任务指示 A — 根据关于链表的文档，判断下面三个说法是否与其相符：(i) 链表的插入和删除效率为O(1)；(ii) 链表的存储空间必须连续；(iii) 有头链表中，头结点的pNext总是指向链表的最后一个节点。每项回答“是”或“否”，并原样引用文档中起决定作用的文字。
任务指示 B — 续写这篇关于链表的文档，从它最后一行之后接着写下去。
━━ 文档
链表
1.空间可以不连续(理论上长度是无限的)
2.访问元素不方便
3.链表需要更大的空间存放数据和节点地址
4.链表的插入和删除效率很高O(1)
单向链表
无头单向链表,节点插入在头的话,每次头结点都会变,所以有了有头链表,头结点的pNext总是指向链表的第一个节点
1.创建空链表
//创建空链表
LinkNode *CreateLinkList(void)
{
LinkNode *pTmpNode = NULL;
pTmpNode = malloc(sizeof(LinkNode));
if (NULL == pTmpNode)
{
return NULL;
}
pTmpNode->Data = 0;
pTmpNode->pNext = NULL;
return pTmpNode;
}
2.头插法
int HeadInsertLinkList(LinkNode *pHead, DataType TmpData)
{
LinkNode *pTmpNode = NULL;
//1.申请空间
pTmpNode = malloc(sizeof(LinkNode));
if (NULL == pTmpNode)
{
return -1;
}
//2.将Data成员初始化
pTmpNode->Data = TmpData;
//3.将pNext成员初始化(和后面连起来)
pTmpNode->pNext = pHead->pNext;
//4.将头结点的pNext指向新申请节点(和前面连起来)
━━━━
━━ 数据行
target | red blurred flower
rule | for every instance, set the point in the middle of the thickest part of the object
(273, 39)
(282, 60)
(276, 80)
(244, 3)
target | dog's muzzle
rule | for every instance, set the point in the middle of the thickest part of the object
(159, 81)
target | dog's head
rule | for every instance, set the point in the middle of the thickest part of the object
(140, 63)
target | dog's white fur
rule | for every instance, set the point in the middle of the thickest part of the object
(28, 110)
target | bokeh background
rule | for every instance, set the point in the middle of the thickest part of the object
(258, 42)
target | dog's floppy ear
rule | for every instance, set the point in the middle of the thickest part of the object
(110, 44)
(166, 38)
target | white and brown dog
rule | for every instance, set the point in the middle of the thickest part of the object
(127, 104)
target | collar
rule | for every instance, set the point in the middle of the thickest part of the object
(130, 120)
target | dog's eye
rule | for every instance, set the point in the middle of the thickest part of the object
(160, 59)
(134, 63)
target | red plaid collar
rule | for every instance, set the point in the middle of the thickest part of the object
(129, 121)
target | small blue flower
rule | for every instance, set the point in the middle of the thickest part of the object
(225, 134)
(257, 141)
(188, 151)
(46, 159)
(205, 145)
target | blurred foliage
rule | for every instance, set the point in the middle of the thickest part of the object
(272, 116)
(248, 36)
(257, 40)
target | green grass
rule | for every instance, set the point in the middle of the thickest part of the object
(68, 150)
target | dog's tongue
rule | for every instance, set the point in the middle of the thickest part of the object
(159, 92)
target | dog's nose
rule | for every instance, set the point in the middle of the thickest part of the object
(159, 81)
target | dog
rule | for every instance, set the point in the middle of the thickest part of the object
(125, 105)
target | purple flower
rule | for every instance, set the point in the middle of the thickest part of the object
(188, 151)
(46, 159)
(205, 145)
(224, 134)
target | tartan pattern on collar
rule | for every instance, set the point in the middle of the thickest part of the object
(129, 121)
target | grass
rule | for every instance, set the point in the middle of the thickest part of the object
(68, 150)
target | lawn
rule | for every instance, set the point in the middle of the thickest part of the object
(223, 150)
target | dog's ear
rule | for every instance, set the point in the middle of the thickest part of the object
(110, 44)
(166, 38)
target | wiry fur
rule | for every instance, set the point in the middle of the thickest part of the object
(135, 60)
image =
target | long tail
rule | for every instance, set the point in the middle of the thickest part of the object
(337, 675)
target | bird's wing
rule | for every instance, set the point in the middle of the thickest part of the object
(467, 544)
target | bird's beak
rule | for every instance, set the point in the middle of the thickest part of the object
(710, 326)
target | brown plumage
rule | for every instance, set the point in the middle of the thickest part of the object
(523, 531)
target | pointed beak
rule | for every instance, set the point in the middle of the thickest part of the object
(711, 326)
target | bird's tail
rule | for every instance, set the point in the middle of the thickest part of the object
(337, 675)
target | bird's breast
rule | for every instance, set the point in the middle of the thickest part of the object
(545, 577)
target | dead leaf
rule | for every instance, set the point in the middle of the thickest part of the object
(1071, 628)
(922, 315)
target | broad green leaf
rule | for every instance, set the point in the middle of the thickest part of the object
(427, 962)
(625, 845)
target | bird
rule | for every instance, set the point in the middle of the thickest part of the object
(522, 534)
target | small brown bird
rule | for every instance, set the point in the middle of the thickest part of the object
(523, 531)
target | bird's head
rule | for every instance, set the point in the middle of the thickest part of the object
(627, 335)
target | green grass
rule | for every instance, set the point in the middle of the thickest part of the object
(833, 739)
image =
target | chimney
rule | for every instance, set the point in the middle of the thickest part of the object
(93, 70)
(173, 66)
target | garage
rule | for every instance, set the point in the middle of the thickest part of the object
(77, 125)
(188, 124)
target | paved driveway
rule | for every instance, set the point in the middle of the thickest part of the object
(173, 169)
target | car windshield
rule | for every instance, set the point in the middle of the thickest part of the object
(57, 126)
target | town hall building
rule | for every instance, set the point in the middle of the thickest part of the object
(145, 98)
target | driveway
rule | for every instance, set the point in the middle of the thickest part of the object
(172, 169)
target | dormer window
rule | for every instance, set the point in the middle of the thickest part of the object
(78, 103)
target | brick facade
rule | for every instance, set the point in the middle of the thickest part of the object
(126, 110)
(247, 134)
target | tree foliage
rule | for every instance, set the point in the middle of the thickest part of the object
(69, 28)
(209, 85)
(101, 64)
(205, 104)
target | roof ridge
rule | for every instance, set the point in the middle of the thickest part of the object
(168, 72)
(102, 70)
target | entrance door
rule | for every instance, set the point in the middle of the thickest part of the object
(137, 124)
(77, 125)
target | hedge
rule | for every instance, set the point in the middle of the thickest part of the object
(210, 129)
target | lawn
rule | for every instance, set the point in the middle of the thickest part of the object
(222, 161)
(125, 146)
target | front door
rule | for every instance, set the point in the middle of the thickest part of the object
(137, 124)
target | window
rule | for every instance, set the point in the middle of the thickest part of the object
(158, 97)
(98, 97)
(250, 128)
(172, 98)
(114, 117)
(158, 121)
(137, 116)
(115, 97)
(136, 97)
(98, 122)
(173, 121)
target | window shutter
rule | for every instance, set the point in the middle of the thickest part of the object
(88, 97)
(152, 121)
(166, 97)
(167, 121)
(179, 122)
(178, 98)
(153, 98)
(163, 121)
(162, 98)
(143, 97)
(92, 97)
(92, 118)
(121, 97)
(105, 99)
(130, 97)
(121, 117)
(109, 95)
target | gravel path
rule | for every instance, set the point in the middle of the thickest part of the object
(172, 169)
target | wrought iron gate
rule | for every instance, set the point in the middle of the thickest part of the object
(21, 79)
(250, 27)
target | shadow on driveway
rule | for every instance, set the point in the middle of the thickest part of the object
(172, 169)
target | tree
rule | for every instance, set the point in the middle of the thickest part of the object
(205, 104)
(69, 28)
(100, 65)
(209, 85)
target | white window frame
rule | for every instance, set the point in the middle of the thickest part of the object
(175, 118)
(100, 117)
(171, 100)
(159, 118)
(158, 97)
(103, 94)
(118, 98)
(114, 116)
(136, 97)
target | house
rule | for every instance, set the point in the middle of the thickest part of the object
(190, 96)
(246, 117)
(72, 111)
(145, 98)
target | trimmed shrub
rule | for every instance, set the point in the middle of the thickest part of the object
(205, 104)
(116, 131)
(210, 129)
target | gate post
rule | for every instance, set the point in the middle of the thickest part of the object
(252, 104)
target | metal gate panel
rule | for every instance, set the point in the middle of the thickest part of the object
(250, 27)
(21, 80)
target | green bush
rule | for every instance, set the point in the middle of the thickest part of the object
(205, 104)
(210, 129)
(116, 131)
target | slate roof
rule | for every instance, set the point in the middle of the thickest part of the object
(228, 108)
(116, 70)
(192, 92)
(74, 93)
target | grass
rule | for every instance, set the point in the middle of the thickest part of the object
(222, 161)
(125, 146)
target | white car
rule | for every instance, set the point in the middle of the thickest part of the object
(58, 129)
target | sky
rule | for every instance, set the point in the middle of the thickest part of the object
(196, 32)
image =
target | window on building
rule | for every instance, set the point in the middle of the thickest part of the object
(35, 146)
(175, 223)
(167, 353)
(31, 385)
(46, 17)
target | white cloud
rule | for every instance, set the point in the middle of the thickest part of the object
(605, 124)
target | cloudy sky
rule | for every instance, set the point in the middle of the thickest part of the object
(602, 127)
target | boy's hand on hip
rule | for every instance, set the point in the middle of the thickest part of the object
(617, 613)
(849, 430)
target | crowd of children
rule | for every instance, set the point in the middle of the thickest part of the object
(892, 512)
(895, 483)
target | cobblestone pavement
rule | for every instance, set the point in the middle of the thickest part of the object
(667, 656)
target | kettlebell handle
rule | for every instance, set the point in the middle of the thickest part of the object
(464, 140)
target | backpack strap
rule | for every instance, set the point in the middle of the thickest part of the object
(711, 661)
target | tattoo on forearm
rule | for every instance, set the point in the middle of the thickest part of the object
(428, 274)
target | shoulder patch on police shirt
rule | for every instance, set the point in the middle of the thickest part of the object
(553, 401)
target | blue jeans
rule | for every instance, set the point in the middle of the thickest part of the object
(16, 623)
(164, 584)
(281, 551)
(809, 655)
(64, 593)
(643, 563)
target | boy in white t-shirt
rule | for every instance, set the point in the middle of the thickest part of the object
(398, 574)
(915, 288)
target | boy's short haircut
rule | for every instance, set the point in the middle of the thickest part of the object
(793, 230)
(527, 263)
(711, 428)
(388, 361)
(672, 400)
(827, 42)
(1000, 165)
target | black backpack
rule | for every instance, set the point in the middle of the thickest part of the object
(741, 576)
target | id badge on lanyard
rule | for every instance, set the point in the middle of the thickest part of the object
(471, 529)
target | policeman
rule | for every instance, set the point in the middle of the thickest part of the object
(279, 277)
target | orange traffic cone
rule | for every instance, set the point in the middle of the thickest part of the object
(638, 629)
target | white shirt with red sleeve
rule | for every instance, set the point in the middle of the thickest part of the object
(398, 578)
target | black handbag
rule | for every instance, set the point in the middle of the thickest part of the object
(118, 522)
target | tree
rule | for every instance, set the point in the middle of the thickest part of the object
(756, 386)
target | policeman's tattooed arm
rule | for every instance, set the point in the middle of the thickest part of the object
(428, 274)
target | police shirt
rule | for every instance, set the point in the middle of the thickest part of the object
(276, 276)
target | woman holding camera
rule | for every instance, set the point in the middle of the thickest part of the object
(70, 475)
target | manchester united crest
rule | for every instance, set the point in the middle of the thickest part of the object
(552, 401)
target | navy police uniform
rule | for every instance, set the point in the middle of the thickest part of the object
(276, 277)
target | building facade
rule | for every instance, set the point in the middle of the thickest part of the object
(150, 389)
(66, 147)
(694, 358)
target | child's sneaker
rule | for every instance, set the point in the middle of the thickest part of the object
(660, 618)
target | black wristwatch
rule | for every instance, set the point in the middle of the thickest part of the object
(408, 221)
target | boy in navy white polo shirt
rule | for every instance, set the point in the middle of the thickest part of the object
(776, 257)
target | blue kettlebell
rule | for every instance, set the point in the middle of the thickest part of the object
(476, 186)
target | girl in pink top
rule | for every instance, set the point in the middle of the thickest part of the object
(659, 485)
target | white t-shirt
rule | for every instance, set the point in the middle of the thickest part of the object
━━━━
书面回答 A —
(i) 是。“链表的插入和删除效率很高O(1)”
(ii) 否。“空间可以不连续”
(iii) 否。“头结点的pNext总是指向链表的第一个节点”

书面回答 B —
pHead->pNext = pTmpNode;
return 0;
}
3.遍历
int ShowLinkList(LinkNode *pHead)
{
LinkNode *pTmpNode = NULL;
pTmpNode = pHead->pNext;
while (pTmpNode != NULL)
{
printf("%d ", pTmpNode->Data);
pTmpNode = pTmpNode->pNext;
}
printf("\n");
return 0;
}
4.修改
int UpdateLinkList(LinkNode *pHead, DataType OldData, DataType NewData)
{
LinkNode *pTmpNode = NULL;
int cnt = 0;
pTmpNode = pHead->pNext;
while (pTmpNode != NULL)
{
if (pTmpNode->Data == OldData)
{
pTmpNode->Data = NewData;
cnt++;
}
pTmpNode = pTmpNode->pNext;
}
return cnt;
}
5.查找
LinkNode *FindLinkList(LinkNode *pHead, DataType TmpData)
{
LinkNode *pTmpNode = NULL;
pTmpNode = pHead->pNext;
while (pTmpNode != NULL)
{
if (pTmpNode->Data == TmpData)
{
return pTmpNode;
}
pTmpNode = pTmpNode->pNext;
}
return NULL;
}
6.尾插
int TailInsertLinkList(LinkNode *pHead, DataType TmpData)
{
LinkNode *pNewNode = NULL;
LinkNode *pTmpNode = NULL;
pNewNode = malloc(sizeof(LinkNode));
if (NULL == pNewNode)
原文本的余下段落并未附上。